Task data =>
- - -

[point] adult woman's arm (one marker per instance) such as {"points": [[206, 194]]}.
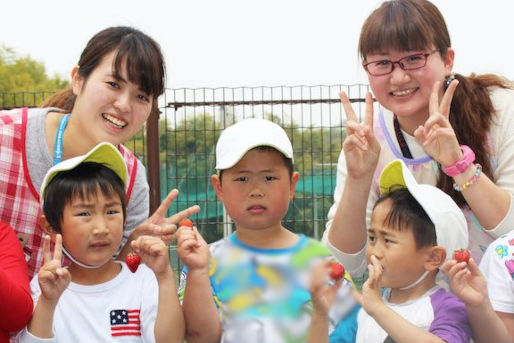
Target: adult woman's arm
{"points": [[489, 201], [15, 299], [347, 232]]}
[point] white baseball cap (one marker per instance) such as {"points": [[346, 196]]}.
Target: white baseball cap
{"points": [[236, 140], [451, 228], [104, 153]]}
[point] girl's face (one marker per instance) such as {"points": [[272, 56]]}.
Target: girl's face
{"points": [[407, 92], [107, 108]]}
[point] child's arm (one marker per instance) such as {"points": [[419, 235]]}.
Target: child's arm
{"points": [[322, 295], [169, 323], [15, 297], [158, 224], [202, 319], [399, 329], [361, 150], [471, 287], [53, 280]]}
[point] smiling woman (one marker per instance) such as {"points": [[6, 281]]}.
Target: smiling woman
{"points": [[115, 86]]}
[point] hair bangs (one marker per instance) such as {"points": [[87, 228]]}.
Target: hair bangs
{"points": [[143, 64], [402, 26]]}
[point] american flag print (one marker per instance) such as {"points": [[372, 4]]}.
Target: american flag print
{"points": [[125, 323]]}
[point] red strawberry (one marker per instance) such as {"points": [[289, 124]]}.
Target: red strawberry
{"points": [[461, 255], [185, 222], [132, 260], [336, 270]]}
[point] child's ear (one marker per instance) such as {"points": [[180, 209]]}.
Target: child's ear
{"points": [[45, 225], [216, 185], [76, 80], [436, 257], [294, 180]]}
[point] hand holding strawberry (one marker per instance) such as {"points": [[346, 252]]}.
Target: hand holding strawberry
{"points": [[466, 281], [186, 222], [336, 271], [132, 260], [153, 252], [323, 291], [461, 255]]}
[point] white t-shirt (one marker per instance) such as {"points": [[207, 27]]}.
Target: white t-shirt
{"points": [[123, 309], [497, 265]]}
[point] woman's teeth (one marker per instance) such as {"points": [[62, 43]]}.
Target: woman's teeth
{"points": [[115, 121]]}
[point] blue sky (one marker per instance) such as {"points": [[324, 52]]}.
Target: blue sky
{"points": [[249, 43]]}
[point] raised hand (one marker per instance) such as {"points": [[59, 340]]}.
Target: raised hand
{"points": [[161, 226], [371, 296], [192, 248], [436, 135], [154, 253], [361, 148], [53, 278], [466, 281], [322, 291]]}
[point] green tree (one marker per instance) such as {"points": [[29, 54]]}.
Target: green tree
{"points": [[23, 80]]}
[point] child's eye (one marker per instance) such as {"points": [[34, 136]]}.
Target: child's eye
{"points": [[113, 84], [82, 214], [143, 98]]}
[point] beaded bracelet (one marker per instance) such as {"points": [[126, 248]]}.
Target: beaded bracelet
{"points": [[471, 181]]}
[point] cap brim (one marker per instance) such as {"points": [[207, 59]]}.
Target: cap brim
{"points": [[448, 219], [104, 153]]}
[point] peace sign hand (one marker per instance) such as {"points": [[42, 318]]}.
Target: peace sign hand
{"points": [[360, 147], [53, 278], [437, 135], [161, 226]]}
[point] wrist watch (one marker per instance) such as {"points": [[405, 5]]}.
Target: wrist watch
{"points": [[468, 157]]}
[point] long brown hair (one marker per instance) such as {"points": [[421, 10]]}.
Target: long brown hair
{"points": [[406, 25], [144, 63]]}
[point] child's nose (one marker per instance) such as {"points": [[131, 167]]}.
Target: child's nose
{"points": [[123, 102], [399, 76], [256, 191], [100, 226]]}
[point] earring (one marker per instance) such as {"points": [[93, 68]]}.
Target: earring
{"points": [[449, 80]]}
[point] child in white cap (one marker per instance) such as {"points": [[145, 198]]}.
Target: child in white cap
{"points": [[253, 285], [414, 229], [96, 298]]}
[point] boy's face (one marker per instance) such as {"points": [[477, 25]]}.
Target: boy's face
{"points": [[257, 190], [402, 262], [92, 227]]}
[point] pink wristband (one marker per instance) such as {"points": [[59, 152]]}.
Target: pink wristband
{"points": [[468, 157], [472, 180]]}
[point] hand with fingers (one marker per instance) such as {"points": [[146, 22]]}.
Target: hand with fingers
{"points": [[466, 281], [371, 297], [154, 253], [323, 292], [192, 248], [360, 147], [53, 278], [161, 226], [436, 135]]}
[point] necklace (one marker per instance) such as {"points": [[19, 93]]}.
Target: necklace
{"points": [[401, 140], [58, 138]]}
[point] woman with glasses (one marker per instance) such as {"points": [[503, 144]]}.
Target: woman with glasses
{"points": [[452, 131]]}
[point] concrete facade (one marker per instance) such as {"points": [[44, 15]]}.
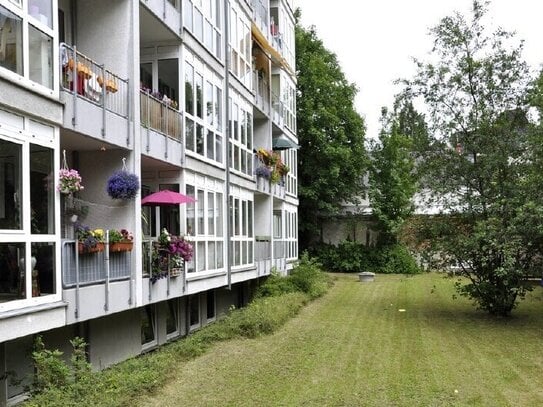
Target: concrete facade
{"points": [[184, 94]]}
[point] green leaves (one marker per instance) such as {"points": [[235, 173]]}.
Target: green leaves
{"points": [[483, 153], [332, 156]]}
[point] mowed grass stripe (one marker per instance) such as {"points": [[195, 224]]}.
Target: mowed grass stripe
{"points": [[354, 348]]}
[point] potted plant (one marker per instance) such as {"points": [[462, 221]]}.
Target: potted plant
{"points": [[120, 240], [69, 181], [169, 255], [88, 240], [123, 185]]}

- - -

Prompt => Quote the entire listing above verbatim, but leave out the pictures.

Final answer =>
[point] adult woman's arm (one marker per instance) such as {"points": [[206, 194]]}.
Target: adult woman's arm
{"points": [[489, 201], [15, 299], [347, 232]]}
[point] white baseball cap (one marker per instance) such as {"points": [[346, 196]]}.
Target: white baseball cap
{"points": [[236, 140], [451, 228], [104, 153]]}
[point] girl's face (one marker per instance) such as {"points": [[272, 56]]}.
Target: girl's face
{"points": [[407, 92], [107, 108]]}
[point] child's arm (one marker per instance) such as {"points": [[419, 235]]}.
Target: child's arm
{"points": [[322, 295], [169, 323], [15, 297], [158, 224], [202, 319], [399, 329], [361, 150], [471, 287], [53, 280]]}
[point] smiling woman (one marker per instance) such as {"points": [[6, 281]]}.
Target: smiling woman
{"points": [[115, 86]]}
[point] hair bangs (one marker per instance) such as {"points": [[87, 228]]}.
Target: hair bangs
{"points": [[143, 64], [402, 26]]}
[point] american flag print (one marker per instance) such as {"points": [[372, 4]]}.
Target: american flag print
{"points": [[125, 323]]}
[point] red strawberry (one marker per instance) such as {"points": [[289, 124]]}.
Target: red strawberry
{"points": [[461, 255], [185, 222], [132, 260], [336, 270]]}
[point] child's ear (one marker per instance) such as {"points": [[180, 209]]}.
Target: child's ear
{"points": [[45, 225], [216, 185], [76, 80], [436, 257], [294, 180]]}
[point] hand holding strawberry (one marker per instance) such as {"points": [[346, 252]]}.
Target: hand holding strawberry
{"points": [[466, 281], [186, 222], [336, 271], [132, 260], [153, 252], [323, 291], [461, 255]]}
[point] white t-shirt (one marker per instance) such as {"points": [[207, 27]]}.
Target: white t-shirt
{"points": [[123, 309], [497, 265]]}
[point] woman's teeth (one marker per instance) such as {"points": [[62, 43]]}.
Target: woman's teeth
{"points": [[115, 121]]}
[point] blue sky (one marker per instance) such as {"points": [[324, 52]]}.
Target: blue sky
{"points": [[249, 43]]}
[point] raised hand (one marker per instance) such as {"points": [[59, 340]]}.
Target: raised hand
{"points": [[161, 226], [371, 296], [192, 248], [436, 135], [154, 253], [361, 148], [53, 278], [466, 281], [322, 291]]}
[point] green tree (one marker per instance) such as {"points": [[29, 54]]}.
Target: green tree
{"points": [[23, 80]]}
[point] child's eye (one marker per instance) such as {"points": [[34, 136]]}.
Target: child's eye
{"points": [[113, 84], [82, 214], [143, 98]]}
[point] beaded bracelet (one marker per instance) such as {"points": [[126, 248]]}.
Target: beaded bracelet
{"points": [[471, 181]]}
[point] cap brim (one marker per instance) such as {"points": [[207, 59]]}.
Target: cap brim
{"points": [[448, 219], [104, 153]]}
[point] peace sign hand (one marker per instance) such as {"points": [[42, 318]]}.
Target: peace sign hand
{"points": [[360, 147], [53, 278], [437, 135], [161, 226]]}
[point] wrist watch (one marker per instance) such as {"points": [[405, 5]]}.
Target: wrist watch
{"points": [[468, 157]]}
[point] long brown hair (one marker per instance) such as {"points": [[421, 10]]}.
Target: long brown hair
{"points": [[406, 25], [144, 63]]}
[point] child's nose (one marker per instance) such as {"points": [[131, 167]]}.
Target: child's nose
{"points": [[123, 102], [399, 76], [256, 191], [100, 226]]}
[point] earring (one marker per instance) such as {"points": [[93, 68]]}.
Target: earring
{"points": [[449, 80]]}
[point] child in white cap (one marker per instance) such as {"points": [[145, 198]]}.
Target: child in white cap
{"points": [[253, 285], [414, 229], [96, 298]]}
[point] boy's face (one marker per instance) such as {"points": [[477, 25]]}.
Target: boy's face
{"points": [[257, 190], [402, 262], [92, 227]]}
[point] pink wristband (one marker per instance) such as {"points": [[59, 152]]}.
Target: pink wristband
{"points": [[468, 157], [472, 180]]}
[point] hand with fingers (one marker per instance) such as {"points": [[146, 22]]}.
Target: hand with fingers
{"points": [[466, 281], [371, 297], [154, 253], [323, 292], [192, 248], [360, 147], [53, 278], [161, 226], [436, 135]]}
[point] necklace (one marker per instance) such as {"points": [[19, 93]]}.
Target: necklace
{"points": [[401, 140], [58, 138]]}
[point] woman with glasses (one marker per instance) such as {"points": [[503, 144]]}.
Target: woman with glasses
{"points": [[452, 131]]}
[point] concrete facade (one marker per instance) such as {"points": [[44, 15]]}.
Target: concrete facade
{"points": [[184, 94]]}
[point] green leaves (one marker per instance) such as {"points": [[235, 173]]}.
Target: green leaves
{"points": [[483, 153], [332, 156]]}
[point] mowed grass stripe (one marker per instance) such as {"points": [[195, 224]]}.
Target: mowed grass stripe
{"points": [[354, 348]]}
[point] potted plant (one marker per instance) such as {"points": [[462, 221]]}.
Target: potted plant
{"points": [[120, 240], [69, 181], [169, 255], [88, 240], [123, 185]]}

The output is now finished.